_CHALLENGE 1_: In the sermon excerpt, which word does the preacher say is even stronger than "very"?
# START OF EXTRACT TO READ
God loves this world and desires its redemption! God desires not just the redemption of a chosen few, not just the redemption of the West or the East, not just the redemption of whites, or blacks, or Asians, or those who are of a certain height. God desires the redemption of the whole world!
Our Gospel reading says that "God so loved the world...." This is not an infatuation on God's part. It means that God loves this world very much, but the word, "so," is even stronger than the word, "very". Every once in a while Elsa K presents me with cinnamon rolls she has baked. If I say to her, "The cinnamon rolls were very good," that's a compliment," but when I say to her, "Those cinnamon rolls were soooo good," Elsa knows that I r-e-a-l-l-y liked them.
God so loves the whole world that it's not surprising that in both the Old and New Testaments we are given glorious descriptions of all the nations of the world gathered around the throne of God – a diversity of people united in common worship.
To teach our children that God so loves the world is to give them a positive, redemptive, and hopeful attitude toward the world, which has a host of implications for the way we treat each other, others, as well as creation. It means that our first impulse is not to fear or to condemn the world, but to love it, and to have its well-being always in mind.
In New Testament times Rome was pulling the peoples of the western world into a single empire and propagating the notion that all human beings are of one family. However, what for Rome was an intellectual concept and a political strategy, reinforced with force, was for Jesus a matter of the spirit, and an aspiration of the heart. Steeped in the writings of Isaiah, Jesus envisioned a huge table at which all the peoples of the earth would feast and enjoy, not only the richest food and the finest wine (Isaiah 25:6), but the harmony and well-being of a humanity in communion with its Creator.
2) Jesus/We Is/Are Not of this World
A second teaching the Gospel of John provides has to do with our place in the world. A few weeks ago Craig preached on the difficult text in John 17 that suggests that while we are in the world, we are not of the world. (John 17:11, 14, 16, 18) It's a difficult concept, but it suggests that there is something about our world-view – our vision of the world – that transcends the world, as we know it now. There is something about our Christian calling that does not quite fit into the mould or shape of the world, as it is at the moment. We are always left with a measure of discomfort. One example is our calling to peace and reconciliation in a world presently at war.
# END OF EXTRACT TO READ
# START OF ROWS
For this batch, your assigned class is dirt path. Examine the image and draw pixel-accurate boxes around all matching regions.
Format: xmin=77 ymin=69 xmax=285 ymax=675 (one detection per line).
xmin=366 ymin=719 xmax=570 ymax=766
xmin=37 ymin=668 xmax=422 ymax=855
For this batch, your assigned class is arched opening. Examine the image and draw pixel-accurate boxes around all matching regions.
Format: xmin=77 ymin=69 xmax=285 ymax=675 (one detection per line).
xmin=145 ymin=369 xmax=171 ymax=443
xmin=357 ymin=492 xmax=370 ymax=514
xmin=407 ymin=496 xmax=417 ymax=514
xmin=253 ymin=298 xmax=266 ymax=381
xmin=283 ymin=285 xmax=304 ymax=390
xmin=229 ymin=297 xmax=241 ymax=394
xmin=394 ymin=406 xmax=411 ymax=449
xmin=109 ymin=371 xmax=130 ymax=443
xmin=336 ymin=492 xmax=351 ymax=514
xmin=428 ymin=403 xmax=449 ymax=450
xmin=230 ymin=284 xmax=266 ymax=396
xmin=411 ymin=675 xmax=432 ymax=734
# END OF ROWS
_CHALLENGE 2_: Take the part of the records that opens with the line containing "For this batch, your assigned class is arched" and runs through the end of the records. Write that part out again with "arched doorway" substituted for "arched opening", changing nothing else.

_ANSWER 1_: The word "so."

_ANSWER 2_:
For this batch, your assigned class is arched doorway. Examine the image and draw pixel-accurate boxes around all matching regions.
Format: xmin=77 ymin=69 xmax=285 ymax=675 (one detection per line).
xmin=145 ymin=369 xmax=171 ymax=443
xmin=357 ymin=492 xmax=370 ymax=514
xmin=407 ymin=496 xmax=417 ymax=514
xmin=253 ymin=298 xmax=266 ymax=381
xmin=283 ymin=285 xmax=304 ymax=390
xmin=229 ymin=297 xmax=241 ymax=394
xmin=394 ymin=406 xmax=411 ymax=449
xmin=109 ymin=371 xmax=130 ymax=443
xmin=336 ymin=492 xmax=351 ymax=514
xmin=428 ymin=403 xmax=449 ymax=450
xmin=230 ymin=284 xmax=266 ymax=396
xmin=411 ymin=675 xmax=432 ymax=734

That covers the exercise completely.